* Set exercise:
Starting at the line containing "trace the outline of every instance of the frog's head" and continuing through the last of the lines, rewrite each one with "top-left corner" changed to "upper-left corner" and everything else left as it is.

Collected data:
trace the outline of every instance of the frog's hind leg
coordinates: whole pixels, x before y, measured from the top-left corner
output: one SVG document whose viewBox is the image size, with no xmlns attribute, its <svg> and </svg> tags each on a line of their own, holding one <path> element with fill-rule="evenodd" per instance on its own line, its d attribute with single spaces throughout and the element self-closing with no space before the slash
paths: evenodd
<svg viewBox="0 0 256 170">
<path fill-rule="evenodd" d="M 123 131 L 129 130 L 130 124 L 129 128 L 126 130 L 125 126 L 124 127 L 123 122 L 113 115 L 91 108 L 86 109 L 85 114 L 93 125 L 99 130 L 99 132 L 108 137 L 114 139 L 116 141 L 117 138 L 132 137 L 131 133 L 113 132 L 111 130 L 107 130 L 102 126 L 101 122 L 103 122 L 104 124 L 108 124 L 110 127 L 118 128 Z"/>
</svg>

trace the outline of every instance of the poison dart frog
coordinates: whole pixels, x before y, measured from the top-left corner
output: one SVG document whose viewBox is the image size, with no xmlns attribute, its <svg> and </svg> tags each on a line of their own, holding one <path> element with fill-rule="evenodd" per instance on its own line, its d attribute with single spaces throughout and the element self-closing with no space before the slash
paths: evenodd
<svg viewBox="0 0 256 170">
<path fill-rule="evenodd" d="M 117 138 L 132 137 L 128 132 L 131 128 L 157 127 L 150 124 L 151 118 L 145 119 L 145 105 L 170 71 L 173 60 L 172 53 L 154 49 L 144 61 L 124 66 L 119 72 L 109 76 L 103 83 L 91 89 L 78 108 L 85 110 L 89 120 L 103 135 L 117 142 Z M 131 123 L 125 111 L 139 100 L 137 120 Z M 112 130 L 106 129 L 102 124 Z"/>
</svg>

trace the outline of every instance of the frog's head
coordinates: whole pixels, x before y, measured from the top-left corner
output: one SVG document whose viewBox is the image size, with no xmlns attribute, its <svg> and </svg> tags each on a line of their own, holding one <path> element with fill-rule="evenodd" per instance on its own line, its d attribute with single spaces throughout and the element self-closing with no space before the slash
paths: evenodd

* Expected answer:
trace the outline of every instance of the frog's head
coordinates: whole pixels, x before y, measured from the upper-left corner
output: one SVG document whose viewBox is the image size, with no xmlns attribute, its <svg> and </svg> tags each on a line of their own, holding one <path> element with fill-rule="evenodd" per instance on its own line, its d attribute with single spaces throughout and the element self-closing with no space before the slash
paths: evenodd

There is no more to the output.